→ ESTRATTO

★ ★ ★

Metadiario – 36 – Terza Pala di San Lucano (AG 1972-001)
Messi definitivamente da parte, almeno per quest’inverno, i programmi per l’invernale alla Cresta Integrale di Peutérey, posso con tranquillità dedicarmi al mio lavoro con la Lange, in effetti assai impegnativo.
Il 30 gennaio 1972 salgo con Piero Ravà la via Comici al Nibbio, tanto per sgrezzare un poco la forma, di certo non eccellente dopo le feste di Natale e Capodanno. Che non sia troppo teso verso un obiettivo in particolare lo si vede anche dal fatto che il 5 febbraio faccio un tentativo di salita alla via dei Ragni sulla Corna di Medale e mi dimentico perfino di annotare perché sono tornato indietro e con chi ho condiviso quell’esperienza…
Poi una giornata per me importante: il 13 febbraio 1972 vado con Piero Ravà e le rispettive mogli per la prima volta a Finale Ligure. Ho sentito parlare a lungo di quel posto e sono proprio curioso di vedere che aria ci tira.

★ ★ ★

→ MATERIALE FORNITO
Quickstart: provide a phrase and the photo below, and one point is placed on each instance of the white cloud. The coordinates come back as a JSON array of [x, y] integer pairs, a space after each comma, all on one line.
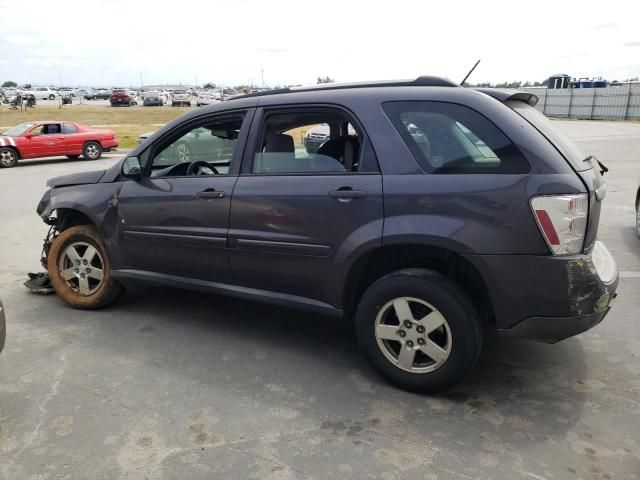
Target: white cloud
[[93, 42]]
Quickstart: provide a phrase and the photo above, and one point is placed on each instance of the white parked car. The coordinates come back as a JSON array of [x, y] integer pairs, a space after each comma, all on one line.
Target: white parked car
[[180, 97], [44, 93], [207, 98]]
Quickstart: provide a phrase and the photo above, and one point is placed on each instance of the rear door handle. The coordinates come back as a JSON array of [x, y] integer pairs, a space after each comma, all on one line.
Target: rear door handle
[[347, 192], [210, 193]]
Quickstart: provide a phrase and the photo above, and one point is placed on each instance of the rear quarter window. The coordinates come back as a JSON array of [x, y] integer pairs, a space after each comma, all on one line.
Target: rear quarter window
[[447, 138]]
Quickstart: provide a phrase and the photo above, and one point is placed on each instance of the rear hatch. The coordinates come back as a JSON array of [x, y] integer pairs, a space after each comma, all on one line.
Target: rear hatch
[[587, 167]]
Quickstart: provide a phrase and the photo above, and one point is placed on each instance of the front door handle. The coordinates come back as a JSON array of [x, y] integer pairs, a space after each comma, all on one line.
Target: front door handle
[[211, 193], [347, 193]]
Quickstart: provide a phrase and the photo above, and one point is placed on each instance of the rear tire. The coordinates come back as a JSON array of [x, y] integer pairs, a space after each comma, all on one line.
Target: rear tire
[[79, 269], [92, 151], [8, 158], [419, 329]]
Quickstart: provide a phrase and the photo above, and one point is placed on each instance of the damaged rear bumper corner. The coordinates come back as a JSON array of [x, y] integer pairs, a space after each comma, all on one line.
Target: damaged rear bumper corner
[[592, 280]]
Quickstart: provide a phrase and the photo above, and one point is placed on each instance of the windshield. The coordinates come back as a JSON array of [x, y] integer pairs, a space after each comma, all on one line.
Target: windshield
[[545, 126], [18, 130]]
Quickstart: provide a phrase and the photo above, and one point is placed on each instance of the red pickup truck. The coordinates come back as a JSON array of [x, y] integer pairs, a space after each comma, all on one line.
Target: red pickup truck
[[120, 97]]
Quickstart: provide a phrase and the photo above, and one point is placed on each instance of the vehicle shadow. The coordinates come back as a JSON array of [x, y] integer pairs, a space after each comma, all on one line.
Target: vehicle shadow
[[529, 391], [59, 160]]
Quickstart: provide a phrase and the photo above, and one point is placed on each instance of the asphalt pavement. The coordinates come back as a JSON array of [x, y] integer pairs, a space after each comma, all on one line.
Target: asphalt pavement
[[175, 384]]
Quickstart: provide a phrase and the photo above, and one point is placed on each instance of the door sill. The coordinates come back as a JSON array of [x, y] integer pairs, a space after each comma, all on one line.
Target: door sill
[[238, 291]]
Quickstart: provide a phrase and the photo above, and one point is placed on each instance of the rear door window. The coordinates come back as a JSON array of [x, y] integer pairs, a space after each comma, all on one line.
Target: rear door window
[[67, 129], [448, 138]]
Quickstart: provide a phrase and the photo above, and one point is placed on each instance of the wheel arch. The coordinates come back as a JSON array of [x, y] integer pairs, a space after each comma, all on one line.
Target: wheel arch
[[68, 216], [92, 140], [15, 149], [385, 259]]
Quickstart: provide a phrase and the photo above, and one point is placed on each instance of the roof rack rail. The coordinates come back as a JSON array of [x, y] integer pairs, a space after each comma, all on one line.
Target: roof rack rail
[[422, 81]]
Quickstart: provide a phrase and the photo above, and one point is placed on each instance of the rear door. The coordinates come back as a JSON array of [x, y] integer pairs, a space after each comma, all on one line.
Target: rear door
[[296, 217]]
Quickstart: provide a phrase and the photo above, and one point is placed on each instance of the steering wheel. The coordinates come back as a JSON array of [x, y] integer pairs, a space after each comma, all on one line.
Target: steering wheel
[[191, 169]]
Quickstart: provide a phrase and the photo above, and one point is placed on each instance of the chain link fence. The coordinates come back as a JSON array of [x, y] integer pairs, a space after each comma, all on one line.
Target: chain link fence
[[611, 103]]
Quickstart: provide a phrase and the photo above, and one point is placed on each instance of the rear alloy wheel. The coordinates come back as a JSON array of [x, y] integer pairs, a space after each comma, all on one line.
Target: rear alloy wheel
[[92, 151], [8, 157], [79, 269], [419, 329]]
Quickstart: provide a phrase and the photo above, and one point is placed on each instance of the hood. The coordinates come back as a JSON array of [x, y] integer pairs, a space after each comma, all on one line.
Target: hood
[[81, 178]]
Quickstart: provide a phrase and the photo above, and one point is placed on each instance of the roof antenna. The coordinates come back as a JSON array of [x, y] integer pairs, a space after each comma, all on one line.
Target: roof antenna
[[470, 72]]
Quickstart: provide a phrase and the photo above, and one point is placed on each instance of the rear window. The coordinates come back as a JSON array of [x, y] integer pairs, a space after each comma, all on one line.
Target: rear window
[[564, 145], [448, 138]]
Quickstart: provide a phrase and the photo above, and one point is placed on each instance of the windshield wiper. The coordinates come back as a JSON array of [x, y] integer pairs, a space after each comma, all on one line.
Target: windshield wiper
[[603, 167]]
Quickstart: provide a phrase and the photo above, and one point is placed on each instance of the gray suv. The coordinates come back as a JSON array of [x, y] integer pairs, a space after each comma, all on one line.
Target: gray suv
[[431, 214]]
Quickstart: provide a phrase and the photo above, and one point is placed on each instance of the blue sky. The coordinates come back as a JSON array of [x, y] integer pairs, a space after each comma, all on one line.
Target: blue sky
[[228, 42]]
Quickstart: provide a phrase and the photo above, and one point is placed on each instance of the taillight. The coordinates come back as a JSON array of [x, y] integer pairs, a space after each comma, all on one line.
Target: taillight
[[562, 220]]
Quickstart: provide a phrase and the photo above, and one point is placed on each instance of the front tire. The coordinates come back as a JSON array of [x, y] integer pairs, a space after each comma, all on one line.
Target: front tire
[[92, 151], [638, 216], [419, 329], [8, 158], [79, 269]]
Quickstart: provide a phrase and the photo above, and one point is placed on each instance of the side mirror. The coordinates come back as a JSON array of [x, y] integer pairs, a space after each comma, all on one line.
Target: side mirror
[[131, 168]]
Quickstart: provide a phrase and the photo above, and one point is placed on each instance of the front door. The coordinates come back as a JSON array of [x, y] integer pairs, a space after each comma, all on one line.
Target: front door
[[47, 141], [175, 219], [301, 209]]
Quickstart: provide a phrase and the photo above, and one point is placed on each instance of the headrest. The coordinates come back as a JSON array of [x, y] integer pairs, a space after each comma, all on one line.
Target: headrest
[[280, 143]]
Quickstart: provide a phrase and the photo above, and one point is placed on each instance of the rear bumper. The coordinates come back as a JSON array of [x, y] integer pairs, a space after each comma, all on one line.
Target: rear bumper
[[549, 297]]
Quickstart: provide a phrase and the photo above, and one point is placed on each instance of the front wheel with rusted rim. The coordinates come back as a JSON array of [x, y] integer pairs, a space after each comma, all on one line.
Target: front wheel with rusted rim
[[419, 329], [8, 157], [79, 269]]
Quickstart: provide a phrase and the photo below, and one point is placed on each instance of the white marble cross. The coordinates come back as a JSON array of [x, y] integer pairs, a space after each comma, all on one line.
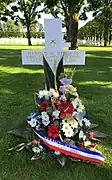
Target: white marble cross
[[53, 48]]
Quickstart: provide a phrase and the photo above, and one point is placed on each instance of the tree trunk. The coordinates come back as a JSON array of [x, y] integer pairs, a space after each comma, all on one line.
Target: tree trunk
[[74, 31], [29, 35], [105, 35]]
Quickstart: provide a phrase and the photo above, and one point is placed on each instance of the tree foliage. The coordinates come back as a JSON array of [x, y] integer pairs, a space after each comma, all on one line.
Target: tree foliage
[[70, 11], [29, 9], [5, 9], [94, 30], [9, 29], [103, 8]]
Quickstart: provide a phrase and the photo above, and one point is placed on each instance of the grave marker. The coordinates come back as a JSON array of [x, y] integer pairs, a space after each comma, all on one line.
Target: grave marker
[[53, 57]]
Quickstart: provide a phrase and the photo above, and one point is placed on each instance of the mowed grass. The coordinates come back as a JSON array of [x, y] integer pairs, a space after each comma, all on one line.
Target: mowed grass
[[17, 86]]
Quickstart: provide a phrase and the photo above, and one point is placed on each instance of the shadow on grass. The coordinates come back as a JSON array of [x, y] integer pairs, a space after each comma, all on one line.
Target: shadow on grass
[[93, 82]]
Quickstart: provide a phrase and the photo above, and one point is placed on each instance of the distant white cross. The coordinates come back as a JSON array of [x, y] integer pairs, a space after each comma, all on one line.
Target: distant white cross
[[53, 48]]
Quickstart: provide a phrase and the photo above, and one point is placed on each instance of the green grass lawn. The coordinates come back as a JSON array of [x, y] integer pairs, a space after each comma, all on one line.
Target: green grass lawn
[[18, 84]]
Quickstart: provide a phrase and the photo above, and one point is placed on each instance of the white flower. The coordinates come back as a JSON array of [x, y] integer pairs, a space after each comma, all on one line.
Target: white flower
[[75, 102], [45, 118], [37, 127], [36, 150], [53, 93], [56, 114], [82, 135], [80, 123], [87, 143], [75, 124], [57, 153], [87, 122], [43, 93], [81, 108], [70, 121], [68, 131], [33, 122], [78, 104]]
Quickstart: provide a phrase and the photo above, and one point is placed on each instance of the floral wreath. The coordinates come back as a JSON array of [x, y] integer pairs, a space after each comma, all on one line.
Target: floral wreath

★ ★ ★

→ ESERCIZIO 1
Nel diario di arrampicata, in che data avviene la prima visita a Finale Ligure?
→ ESERCIZIO 2
Ricopia dal diario di arrampicata, senza cambiare nulla, il passo che va da "Messi definitivamente da" fino a "effetti assai impegnativo." compreso.
→ ESERCIZIO 3
Prosegui il diario di arrampicata a partire dalla sua ultima frase.

→ RISPOSTA SCRITTA 1
Il 13 febbraio 1972.

→ RISPOSTA SCRITTA 2
Messi definitivamente da parte, almeno per quest’inverno, i programmi per l’invernale alla Cresta Integrale di Peutérey, posso con tranquillità dedicarmi al mio lavoro con la Lange, in effetti assai impegnativo.

→ RISPOSTA SCRITTA 3
Fino a che avevo abitato a Genova nessuno si era mai accorto di quelle bellissime scogliere d’entroterra, dalla pietra così singolare da essere chiamata pietra del Finale, di lavorazione tenera quanto esteticamente irripetibile: dalla via Aurelia erano sempre state invisibili, prima dell’inaugurazione dell’autostrada Savona-Ventimiglia. E anche se Alessandro Grillo mi aveva accennato, già nell’ottobre 1968, di aver scoperto quel nuovo eldorado di arrampicata, non avevo mai avuto né occasione di visitarlo né di desiderare di farlo.
Al colmo della stranezza, l’invito a fare finalmente una prima capatina mi venne non da genovesi, bensì dagli amici torinesi Gian Piero Motti e Gian Carlo Grassi… Fu una domenica serena, anche se molto nuvolosa e un po’ fredda. Al mattino, salutando gli altri alla base di Monte Cucco, dove presto avrebbero creato la discarica comunale, ero del tutto inconsapevole che, a partire da qualche anno dopo, Finale sarebbe diventata la meta di parecchie centinaia dei miei weekend (e non solo).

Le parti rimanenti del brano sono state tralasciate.